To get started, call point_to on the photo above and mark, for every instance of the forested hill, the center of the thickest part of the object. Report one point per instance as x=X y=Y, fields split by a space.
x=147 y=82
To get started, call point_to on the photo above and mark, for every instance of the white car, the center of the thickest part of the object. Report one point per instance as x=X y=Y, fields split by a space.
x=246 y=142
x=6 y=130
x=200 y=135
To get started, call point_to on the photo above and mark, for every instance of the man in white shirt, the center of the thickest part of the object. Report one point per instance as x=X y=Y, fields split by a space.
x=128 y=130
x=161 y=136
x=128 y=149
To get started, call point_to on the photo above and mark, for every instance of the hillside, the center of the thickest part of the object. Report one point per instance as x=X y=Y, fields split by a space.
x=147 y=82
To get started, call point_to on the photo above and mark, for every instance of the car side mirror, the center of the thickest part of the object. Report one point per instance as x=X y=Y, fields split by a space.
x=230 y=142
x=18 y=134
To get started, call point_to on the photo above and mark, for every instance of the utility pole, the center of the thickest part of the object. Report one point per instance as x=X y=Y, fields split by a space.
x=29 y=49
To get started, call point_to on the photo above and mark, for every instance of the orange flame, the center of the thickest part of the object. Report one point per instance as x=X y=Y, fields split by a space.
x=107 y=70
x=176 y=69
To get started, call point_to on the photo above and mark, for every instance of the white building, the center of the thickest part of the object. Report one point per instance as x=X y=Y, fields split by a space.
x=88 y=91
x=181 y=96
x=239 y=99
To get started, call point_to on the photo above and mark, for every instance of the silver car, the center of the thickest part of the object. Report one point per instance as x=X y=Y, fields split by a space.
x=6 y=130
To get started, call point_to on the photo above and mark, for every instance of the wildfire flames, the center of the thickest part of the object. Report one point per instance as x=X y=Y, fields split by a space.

****************

(OBJECTIVE):
Rewrite every item above as a numbered list, leaving out any blank lines.

(ANSWER TO THE PROBLEM):
1. To get started, call point_to on the photo above and mark, for every instance of the forested hill, the center of the thickest part of the object. Report one point per instance as x=X y=Y, fields split by a space.
2. x=147 y=82
3. To get started, call point_to on the photo above and mark, for every instance of the white car, the center of the thickest part of the object. Report one point per instance as x=X y=Y, fields split by a space.
4. x=246 y=142
5. x=6 y=130
6. x=200 y=135
7. To get started, call point_to on the photo above and mark, for every instance of the man in white shirt, the center of the thickest part of the object. Report one point per instance as x=X y=Y, fields split by a space.
8. x=128 y=130
9. x=161 y=136
10. x=128 y=149
11. To get started, call point_to on the photo above and mark, for every instance of the hillside, the center of the thickest part of the object. Report one point per instance as x=X y=Y, fields split by a space.
12. x=147 y=82
13. To get started, call point_to on the photo above and mark, for every instance of the car side mirror, the center of the thickest part of the object. Report one point per instance as x=X y=Y, fields split by a space.
14. x=230 y=142
15. x=18 y=134
16. To get started, call point_to on the photo above and mark, for every instance of the utility pole, the center of the thickest part of the object. Report one point per instance as x=X y=Y, fields split by a space.
17. x=29 y=49
18. To get started, call point_to on the photo above and mark, for every instance of the orange flame, the center of the thickest part of the object. Report one point per instance as x=X y=Y, fields split by a space.
19. x=107 y=70
20. x=176 y=69
21. To get started, call point_to on the photo above and mark, for every instance of the white building, the center of the thickest part of the object. Report one point per instance as x=X y=Y, fields split by a space.
22. x=88 y=91
23. x=181 y=96
24. x=239 y=99
25. To get started, call point_to on the photo above and mark, for every instance of the silver car, the center of the thickest part of the object. Report one point per instance as x=X y=Y, fields split by a space.
26. x=6 y=130
27. To get started, call point_to on the photo above and mark, for every instance of the wildfire flames, the center of the thickest part of the object. Report one point per instance as x=X y=Y, fields split by a space.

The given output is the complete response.